(Natural language region descriptions)
· · · · · · ·

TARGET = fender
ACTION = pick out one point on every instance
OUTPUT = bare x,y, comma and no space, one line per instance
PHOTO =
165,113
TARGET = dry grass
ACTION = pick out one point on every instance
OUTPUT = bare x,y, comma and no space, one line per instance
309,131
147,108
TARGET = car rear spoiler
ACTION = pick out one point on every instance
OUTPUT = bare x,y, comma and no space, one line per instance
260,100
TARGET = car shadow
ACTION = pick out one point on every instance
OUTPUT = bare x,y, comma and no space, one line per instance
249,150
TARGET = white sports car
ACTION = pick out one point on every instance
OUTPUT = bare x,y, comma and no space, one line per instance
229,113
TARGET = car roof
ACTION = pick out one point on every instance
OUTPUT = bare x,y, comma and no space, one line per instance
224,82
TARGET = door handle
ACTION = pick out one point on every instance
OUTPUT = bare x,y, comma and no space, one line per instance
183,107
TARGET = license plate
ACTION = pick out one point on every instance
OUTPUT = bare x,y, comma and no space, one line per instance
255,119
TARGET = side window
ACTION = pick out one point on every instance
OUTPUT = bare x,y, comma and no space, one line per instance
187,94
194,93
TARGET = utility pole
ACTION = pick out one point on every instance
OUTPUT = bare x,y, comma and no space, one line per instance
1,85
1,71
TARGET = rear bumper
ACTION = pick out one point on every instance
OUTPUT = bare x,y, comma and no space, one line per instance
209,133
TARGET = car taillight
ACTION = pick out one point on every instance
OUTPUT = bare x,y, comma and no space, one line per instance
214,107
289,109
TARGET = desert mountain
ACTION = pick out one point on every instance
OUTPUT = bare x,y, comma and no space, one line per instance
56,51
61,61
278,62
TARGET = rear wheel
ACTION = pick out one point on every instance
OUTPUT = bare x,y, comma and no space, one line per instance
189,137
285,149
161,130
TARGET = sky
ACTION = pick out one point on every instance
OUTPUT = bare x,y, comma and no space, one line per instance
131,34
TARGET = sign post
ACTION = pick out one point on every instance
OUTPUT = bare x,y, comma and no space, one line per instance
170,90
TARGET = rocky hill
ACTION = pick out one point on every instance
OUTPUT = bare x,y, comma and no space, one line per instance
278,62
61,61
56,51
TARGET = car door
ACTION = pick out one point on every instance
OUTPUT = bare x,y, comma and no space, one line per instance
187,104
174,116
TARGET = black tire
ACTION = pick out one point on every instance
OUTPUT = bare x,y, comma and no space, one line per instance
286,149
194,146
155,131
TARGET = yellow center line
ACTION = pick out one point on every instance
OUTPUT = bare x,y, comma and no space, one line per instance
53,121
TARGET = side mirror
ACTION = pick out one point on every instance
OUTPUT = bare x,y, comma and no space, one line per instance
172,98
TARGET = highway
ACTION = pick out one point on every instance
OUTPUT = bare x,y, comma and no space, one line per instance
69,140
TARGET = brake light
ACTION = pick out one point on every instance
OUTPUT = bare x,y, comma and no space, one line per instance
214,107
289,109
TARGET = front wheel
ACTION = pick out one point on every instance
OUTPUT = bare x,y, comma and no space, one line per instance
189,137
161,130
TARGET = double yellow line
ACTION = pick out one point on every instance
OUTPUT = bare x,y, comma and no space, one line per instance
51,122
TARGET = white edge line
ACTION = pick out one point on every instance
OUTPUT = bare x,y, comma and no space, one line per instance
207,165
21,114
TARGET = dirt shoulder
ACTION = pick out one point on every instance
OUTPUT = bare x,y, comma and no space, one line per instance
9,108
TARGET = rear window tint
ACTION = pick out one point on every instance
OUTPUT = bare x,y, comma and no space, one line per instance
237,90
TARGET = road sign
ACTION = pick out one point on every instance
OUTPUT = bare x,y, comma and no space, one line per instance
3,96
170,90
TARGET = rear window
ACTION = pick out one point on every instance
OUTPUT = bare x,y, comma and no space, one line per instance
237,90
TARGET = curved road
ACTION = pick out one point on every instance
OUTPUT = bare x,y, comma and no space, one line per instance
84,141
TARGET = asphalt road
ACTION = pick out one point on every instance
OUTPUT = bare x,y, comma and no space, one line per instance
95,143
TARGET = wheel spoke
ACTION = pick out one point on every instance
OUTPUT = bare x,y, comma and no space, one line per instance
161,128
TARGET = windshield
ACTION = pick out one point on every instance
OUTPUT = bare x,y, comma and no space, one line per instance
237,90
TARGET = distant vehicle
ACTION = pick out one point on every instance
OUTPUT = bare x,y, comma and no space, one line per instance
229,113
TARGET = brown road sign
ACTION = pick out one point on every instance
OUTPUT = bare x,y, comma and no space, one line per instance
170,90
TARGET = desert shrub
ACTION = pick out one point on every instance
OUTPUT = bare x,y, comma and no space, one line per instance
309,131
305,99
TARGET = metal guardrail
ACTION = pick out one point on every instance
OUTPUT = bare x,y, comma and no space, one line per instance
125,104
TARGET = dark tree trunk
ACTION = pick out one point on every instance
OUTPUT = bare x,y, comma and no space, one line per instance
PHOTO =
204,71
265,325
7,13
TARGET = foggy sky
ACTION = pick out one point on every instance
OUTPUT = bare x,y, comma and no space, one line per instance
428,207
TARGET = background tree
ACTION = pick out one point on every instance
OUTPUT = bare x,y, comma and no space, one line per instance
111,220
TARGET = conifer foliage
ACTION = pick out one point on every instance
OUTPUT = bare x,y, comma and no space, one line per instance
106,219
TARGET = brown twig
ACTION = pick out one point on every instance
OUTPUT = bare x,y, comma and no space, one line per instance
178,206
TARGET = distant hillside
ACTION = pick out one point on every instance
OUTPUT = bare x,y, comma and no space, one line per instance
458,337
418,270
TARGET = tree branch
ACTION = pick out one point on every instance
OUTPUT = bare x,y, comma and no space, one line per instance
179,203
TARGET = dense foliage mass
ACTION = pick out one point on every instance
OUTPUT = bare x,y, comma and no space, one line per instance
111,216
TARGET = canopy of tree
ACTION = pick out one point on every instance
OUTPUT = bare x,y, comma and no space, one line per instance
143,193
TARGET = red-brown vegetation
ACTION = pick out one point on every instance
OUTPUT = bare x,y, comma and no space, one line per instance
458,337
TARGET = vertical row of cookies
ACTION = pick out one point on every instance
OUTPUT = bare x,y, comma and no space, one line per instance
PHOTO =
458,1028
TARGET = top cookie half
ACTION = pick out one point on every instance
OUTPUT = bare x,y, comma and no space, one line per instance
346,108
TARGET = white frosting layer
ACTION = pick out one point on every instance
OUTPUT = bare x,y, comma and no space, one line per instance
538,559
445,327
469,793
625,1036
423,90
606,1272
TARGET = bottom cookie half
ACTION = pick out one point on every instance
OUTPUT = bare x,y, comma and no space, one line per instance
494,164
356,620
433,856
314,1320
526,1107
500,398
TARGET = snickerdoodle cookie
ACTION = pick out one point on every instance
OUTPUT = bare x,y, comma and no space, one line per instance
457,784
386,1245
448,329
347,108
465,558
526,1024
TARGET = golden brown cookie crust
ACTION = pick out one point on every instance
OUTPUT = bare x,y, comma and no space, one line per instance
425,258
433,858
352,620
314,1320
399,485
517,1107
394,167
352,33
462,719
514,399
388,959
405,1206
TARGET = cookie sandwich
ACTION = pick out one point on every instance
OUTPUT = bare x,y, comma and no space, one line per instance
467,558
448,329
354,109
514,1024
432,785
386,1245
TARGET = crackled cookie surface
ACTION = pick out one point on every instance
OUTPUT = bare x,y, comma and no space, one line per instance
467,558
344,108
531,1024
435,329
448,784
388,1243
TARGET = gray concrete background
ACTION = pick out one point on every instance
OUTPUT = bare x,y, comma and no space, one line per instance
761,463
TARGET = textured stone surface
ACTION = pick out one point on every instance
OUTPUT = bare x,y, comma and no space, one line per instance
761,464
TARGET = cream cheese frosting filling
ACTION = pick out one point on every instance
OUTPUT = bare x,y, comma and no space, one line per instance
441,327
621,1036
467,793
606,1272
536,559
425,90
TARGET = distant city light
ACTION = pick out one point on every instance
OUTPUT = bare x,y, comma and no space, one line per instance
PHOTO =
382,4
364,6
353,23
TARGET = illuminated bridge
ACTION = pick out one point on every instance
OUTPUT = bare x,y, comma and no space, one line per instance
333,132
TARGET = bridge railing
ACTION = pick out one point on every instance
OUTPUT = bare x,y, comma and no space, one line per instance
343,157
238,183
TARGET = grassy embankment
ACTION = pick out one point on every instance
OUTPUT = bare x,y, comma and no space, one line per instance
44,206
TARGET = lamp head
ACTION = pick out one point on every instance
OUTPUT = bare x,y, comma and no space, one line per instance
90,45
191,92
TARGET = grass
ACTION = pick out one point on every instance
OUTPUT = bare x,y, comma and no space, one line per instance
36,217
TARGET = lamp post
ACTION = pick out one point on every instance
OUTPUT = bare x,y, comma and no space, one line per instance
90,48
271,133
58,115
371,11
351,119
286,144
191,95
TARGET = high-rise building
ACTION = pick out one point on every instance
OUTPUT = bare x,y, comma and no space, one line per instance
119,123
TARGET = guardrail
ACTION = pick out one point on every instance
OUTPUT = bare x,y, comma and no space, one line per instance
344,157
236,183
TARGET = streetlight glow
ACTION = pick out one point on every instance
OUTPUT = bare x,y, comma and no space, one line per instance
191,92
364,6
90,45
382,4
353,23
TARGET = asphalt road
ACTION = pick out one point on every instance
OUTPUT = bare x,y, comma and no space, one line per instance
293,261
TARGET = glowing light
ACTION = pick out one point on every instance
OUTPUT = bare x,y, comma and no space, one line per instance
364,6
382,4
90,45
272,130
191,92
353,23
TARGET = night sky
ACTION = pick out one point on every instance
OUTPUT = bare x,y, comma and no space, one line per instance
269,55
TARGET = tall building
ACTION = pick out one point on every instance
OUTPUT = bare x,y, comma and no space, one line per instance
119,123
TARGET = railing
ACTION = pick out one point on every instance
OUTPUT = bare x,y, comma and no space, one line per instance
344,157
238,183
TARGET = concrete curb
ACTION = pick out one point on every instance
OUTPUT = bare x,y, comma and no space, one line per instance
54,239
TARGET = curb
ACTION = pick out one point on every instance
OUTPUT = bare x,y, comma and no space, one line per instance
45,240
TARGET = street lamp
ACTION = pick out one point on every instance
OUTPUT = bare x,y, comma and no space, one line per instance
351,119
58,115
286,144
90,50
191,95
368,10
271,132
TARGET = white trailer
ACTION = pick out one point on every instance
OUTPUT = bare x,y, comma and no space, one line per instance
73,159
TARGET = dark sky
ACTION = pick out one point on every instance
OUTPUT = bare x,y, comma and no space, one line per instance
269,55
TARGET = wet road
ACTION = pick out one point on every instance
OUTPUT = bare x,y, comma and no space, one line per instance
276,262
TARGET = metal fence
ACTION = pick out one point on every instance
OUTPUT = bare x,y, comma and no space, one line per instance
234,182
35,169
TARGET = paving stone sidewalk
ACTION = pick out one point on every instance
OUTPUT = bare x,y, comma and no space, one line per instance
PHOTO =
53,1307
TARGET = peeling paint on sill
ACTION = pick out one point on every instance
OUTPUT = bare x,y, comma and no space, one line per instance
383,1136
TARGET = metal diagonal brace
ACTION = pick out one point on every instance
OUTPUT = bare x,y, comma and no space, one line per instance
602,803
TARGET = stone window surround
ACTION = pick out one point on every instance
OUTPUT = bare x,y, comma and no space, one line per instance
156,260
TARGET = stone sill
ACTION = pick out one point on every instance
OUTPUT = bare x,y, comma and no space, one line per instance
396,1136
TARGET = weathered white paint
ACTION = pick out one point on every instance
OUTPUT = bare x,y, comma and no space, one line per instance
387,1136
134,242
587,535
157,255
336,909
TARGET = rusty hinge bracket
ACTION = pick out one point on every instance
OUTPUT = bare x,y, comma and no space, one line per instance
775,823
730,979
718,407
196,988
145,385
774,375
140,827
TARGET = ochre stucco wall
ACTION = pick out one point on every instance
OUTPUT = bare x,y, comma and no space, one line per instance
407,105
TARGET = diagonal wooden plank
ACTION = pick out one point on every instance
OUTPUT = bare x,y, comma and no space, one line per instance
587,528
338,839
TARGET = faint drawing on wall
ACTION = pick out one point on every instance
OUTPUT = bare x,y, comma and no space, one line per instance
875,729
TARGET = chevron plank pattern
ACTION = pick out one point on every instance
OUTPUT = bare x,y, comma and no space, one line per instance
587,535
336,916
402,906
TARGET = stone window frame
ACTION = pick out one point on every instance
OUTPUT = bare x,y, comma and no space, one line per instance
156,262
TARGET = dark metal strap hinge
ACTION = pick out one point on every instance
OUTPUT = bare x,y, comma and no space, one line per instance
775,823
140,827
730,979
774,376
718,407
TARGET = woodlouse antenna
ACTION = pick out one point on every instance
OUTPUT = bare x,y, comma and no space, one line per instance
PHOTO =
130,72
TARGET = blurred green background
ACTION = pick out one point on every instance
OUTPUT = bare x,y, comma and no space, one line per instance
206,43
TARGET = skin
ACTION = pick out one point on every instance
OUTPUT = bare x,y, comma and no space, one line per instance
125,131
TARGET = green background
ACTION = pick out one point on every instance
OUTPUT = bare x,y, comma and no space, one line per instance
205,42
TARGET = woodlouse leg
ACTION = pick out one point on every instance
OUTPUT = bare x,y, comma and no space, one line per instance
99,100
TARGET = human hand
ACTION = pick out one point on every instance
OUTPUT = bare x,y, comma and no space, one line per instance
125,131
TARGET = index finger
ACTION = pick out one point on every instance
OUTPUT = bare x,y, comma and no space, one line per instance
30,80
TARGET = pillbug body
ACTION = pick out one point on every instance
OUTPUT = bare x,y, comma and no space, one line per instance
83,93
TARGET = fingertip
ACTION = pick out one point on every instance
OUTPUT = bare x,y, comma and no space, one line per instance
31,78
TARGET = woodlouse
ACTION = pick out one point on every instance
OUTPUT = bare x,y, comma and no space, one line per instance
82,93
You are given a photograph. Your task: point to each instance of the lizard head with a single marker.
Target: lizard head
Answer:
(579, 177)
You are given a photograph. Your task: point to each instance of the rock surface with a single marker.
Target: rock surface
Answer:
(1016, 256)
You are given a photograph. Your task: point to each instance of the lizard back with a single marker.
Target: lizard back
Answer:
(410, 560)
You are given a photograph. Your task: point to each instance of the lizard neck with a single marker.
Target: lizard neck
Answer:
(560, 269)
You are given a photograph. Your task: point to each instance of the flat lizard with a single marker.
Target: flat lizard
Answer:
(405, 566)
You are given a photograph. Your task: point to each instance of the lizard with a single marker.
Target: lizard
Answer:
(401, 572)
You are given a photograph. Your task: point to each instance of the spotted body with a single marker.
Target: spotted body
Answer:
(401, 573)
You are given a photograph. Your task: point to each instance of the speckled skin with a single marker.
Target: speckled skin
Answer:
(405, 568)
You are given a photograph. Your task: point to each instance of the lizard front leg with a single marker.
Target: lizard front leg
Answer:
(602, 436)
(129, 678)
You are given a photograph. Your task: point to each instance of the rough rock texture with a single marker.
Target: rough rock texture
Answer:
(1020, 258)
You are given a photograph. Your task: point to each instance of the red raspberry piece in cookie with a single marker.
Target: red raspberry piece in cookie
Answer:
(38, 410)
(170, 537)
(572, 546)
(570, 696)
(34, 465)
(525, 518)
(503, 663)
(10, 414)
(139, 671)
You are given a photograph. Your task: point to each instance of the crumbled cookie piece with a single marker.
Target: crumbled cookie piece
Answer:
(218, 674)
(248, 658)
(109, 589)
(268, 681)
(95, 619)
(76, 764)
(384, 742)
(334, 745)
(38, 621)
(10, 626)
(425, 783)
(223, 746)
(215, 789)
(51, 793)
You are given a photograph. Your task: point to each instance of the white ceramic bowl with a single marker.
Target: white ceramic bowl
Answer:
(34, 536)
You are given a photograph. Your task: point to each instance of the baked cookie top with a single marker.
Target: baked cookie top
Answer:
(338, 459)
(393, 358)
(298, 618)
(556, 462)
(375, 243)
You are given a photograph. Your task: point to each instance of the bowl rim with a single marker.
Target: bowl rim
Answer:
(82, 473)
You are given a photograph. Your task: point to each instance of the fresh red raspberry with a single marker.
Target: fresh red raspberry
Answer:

· · · · · · ·

TASK DETAILS: In the data above, repeat exactly each line from the first through the line that contains "TARGET = sky", and give nothing else.

TASK SOLUTION:
TARGET = fender
ACTION = pick out one point on every instance
OUTPUT = bare x,y, comma and no space, one line per instance
PHOTO =
165,113
TARGET = dry grass
ACTION = pick out one point on every instance
OUTPUT = bare x,y, comma and no space, one line per instance
309,131
147,108
TARGET = car rear spoiler
ACTION = pick out one point on every instance
OUTPUT = bare x,y, comma and no space, one line per instance
260,100
TARGET = car shadow
ACTION = pick out one point on every instance
OUTPUT = bare x,y, comma and no space, one line per instance
249,150
TARGET = white sports car
ACTION = pick out one point on every instance
OUTPUT = bare x,y, comma and no space, one line per instance
229,113
TARGET = car roof
ACTION = pick out one point on every instance
OUTPUT = bare x,y, comma and no space, one line per instance
224,82
TARGET = door handle
ACTION = pick out one point on every instance
OUTPUT = bare x,y, comma and no space, one line per instance
183,107
TARGET = license plate
ACTION = pick out one point on every instance
OUTPUT = bare x,y, comma and no space, one line per instance
255,119
TARGET = side window
ACTION = pick out one point on every instance
OUTPUT = bare x,y, comma and no space, one line per instance
187,94
194,93
TARGET = utility pole
ACTION = pick out one point on every instance
OUTPUT = bare x,y, comma and no space, one line per instance
1,85
1,71
TARGET = rear bumper
ACTION = pick out one point on every instance
OUTPUT = bare x,y, comma and no space, one line per instance
209,133
TARGET = car taillight
ACTION = pick out one point on every instance
OUTPUT = bare x,y, comma and no space, one line per instance
214,107
289,109
TARGET = desert mountain
ACTION = pick out one point on every instance
OUTPUT = bare x,y, comma and no space, one line per instance
56,51
61,61
278,62
TARGET = rear wheel
ACTION = pick out one point on every instance
OUTPUT = bare x,y, comma and no space, one line per instance
189,137
285,149
161,130
TARGET = sky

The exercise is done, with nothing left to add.